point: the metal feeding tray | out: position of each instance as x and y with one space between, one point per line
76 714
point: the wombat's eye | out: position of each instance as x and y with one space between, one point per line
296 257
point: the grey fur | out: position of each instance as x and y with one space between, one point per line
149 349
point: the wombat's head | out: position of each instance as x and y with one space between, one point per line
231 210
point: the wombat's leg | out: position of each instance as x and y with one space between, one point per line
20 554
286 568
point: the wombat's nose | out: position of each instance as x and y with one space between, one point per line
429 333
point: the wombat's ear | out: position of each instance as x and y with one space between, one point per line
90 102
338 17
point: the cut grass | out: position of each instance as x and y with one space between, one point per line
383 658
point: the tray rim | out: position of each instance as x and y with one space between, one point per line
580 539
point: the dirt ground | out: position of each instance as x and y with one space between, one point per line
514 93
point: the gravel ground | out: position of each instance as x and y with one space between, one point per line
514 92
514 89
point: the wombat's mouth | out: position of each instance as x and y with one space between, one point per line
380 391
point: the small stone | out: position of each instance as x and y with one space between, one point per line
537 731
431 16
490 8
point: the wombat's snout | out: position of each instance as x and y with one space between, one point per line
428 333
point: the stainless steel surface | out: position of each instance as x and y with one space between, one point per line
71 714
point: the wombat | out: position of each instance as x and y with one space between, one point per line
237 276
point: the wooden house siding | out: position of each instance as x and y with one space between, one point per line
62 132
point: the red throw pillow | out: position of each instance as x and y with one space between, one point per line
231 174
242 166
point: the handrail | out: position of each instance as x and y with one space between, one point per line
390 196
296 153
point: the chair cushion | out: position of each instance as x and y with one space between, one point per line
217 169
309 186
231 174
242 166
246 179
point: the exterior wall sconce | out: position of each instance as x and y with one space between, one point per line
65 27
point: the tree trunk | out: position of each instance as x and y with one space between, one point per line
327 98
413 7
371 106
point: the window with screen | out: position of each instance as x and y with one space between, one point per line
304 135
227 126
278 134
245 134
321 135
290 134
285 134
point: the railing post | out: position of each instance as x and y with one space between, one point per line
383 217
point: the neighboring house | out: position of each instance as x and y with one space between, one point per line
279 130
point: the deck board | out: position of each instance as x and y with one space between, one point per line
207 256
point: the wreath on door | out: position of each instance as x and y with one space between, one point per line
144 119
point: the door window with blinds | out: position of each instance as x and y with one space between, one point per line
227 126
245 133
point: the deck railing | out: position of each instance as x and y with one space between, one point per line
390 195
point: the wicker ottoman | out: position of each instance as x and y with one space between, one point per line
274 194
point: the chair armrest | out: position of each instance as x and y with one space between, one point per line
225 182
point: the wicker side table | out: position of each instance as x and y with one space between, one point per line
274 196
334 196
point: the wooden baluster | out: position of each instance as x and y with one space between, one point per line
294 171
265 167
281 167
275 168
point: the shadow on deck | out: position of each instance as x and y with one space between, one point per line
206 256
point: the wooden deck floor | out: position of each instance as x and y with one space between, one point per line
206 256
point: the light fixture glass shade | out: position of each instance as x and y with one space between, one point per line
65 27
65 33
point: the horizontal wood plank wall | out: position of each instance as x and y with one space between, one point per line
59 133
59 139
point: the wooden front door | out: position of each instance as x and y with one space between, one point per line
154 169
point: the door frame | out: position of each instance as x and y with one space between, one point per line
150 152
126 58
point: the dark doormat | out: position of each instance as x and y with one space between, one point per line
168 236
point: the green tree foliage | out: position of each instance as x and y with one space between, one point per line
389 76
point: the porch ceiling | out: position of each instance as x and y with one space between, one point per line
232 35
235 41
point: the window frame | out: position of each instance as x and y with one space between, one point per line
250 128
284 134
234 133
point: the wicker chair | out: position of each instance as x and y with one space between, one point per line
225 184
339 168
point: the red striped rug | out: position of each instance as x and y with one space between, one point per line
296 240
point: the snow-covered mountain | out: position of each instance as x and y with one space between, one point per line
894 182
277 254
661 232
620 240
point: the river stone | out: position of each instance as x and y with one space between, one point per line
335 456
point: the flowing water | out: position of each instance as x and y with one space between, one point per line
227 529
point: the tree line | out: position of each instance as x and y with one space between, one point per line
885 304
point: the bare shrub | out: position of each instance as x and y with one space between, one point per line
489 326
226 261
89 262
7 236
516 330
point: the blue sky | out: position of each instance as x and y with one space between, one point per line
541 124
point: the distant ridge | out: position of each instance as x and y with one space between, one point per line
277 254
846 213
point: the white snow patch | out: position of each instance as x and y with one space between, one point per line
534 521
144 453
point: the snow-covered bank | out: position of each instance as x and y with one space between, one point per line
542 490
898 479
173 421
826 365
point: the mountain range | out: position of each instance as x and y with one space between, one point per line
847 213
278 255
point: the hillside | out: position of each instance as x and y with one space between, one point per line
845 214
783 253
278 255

====================

PROBLEM STATEMENT: Take the material above and return all of it exactly.

THE REPLY:
point: the metal feeding tray | out: position of each instance as x and y with one space between, one point per line
76 714
point: the wombat's eye | out: position of each instance as x and y with one space between, one point per line
296 257
point: the grey fur | out: position of each instance as x and y with one space between, one point per line
149 349
point: the wombat's head | out: position of each instance as x and y with one space between, one point per line
231 210
point: the wombat's leg | out: position of each instance as x and y with one space between, one point per line
20 554
286 568
point: the wombat's nose | out: position of each instance as x and y with one space between, one point per line
429 333
point: the wombat's ear | out: position of each instance as x and y with one space between, one point per line
90 102
338 17
point: the cut grass | out: position of each instance as x and y with one space between, one point per line
383 658
point: the tray rim | out: position of each instance as x and y with one space between, one point per line
580 539
point: the dirt ground | out: position of each instance as x and y with one space between, one point per line
514 93
point: the gravel ground | out: position of each instance as x and y with one space between, one point per line
514 92
514 89
point: the wombat's mouth | out: position of each instance as x and y with one space between, one point per line
380 391
point: the small stone | out: position of each instance as x and y with one space between, one point per line
537 731
431 16
490 8
point: the wombat's snout | out: position of each instance as x and y with one space between, one point per line
428 333
point: the stainless steel surface | out: position of each instance as x and y with one space between, one point per line
71 714
point: the wombat | out: position of each instance as x and y with one space between, one point per line
237 276
point: the wooden house siding | out: position of each instance as x and y with one space between, one point per line
62 132
point: the red throw pillow | out: position of each instance as x and y with one space between, one point per line
231 174
242 166
point: the handrail | out: position of each instance as x and y with one space between, one point per line
390 196
296 153
point: the chair cushion | out: position of each instance as x and y with one space between, one point per line
217 169
309 186
231 174
242 166
246 179
point: the exterior wall sconce | out: position of each instance as x and y with one space between, one point per line
65 27
point: the tree trunk | out: position of each instance as x and y with one space between, one point per line
327 98
413 7
371 106
point: the window with screen | out: position of each instance as x and y with one space between, one point per line
304 135
227 126
278 134
245 134
321 135
290 134
285 134
point: the railing post | out: position of each instance as x and y with one space between, one point per line
383 217
point: the neighboring house | out: position of each instance as x and y with one space between, one point per line
279 130
point: the deck board | out: position of each instance as x and y with one space between, one point per line
207 256
point: the wreath on door | out: position of each instance as x and y with one space between, one point per line
144 119
point: the door window with blinds | out: position of each instance as x and y with one space between, one point per line
227 126
245 133
point: the deck railing | out: position of each instance as x and y with one space between, one point per line
390 195
point: the wicker ottoman | out: position of each instance as x and y with one space between, one point per line
274 194
point: the chair armrest | out: position of each instance as x and y with one space between, one point per line
225 182
point: the wicker side table | out: position of each instance as x and y with one space between, one point per line
274 196
334 196
point: the wooden baluster | out: position of each instance as x and y with one space between, one point per line
294 171
265 167
281 167
275 168
point: the shadow on deck | out: position of each instance as x and y with one space between, one point per line
206 256
point: the wooden deck floor | out: position of each instance as x and y with one space between, one point per line
206 256
point: the light fixture glass shade | out: position of each instance as x and y with one space between, one point per line
65 27
65 33
point: the horizontal wood plank wall | out: position of each instance as x and y with one space between, one point per line
59 133
59 139
point: the wooden front door | out: position of each instance as x and y with one space between, one point per line
154 169
point: the door frame | out: position of each instance as x and y with one space between, one point per line
150 152
126 58
point: the dark doormat | out: position of each instance as x and y with one space between, one point per line
168 236
point: the green tree foliage | out: position of each instance as x and y with one space between, one point per line
389 76
point: the porch ceiling | out: position of each instance as x and y with one space between, one point per line
232 35
235 41
point: the window frame | out: position of each instance as x and y with one space between, one point per line
250 128
284 134
234 133
point: the wicker chair | out: position of each instance as x and y with one space between, one point per line
225 184
339 168
point: the red striped rug | out: position of each instance as x and y with one space between, one point per line
296 240
point: the snow-covered mountain | out: position of each instance as x and y with one space between, one point per line
894 182
277 254
661 232
620 240
point: the river stone | out: position of each instance as x and y with one space between, one point per line
335 456
point: the flowing water | out: position of each instance as x and y with one space between, one point per line
227 529
point: the tree line | out: position of each instance as x and y with one space between, one point per line
885 304
point: the bare shrub | out: position of each instance as x and y with one space between, one point per line
489 326
226 261
89 262
7 236
516 330
point: the blue sky | out: position of each instance as x and y with one space between, one point per line
541 124
point: the distant ridge | out: position of each instance as x and y with one space between, one point per line
277 254
846 213
point: the white snow patch | out: position of each instance as x and y with one space between, one point per line
534 521
144 453
point: the snow-covered bank | out: position of each instance as x and y with one space between, one point per line
542 490
898 479
173 421
826 365
point: the mountain range | out: position of each instance as x and y with one space between, one point per line
847 213
278 255
point: the hillside | out: position of each instance as x and y with one space between, one point per line
845 214
783 253
278 255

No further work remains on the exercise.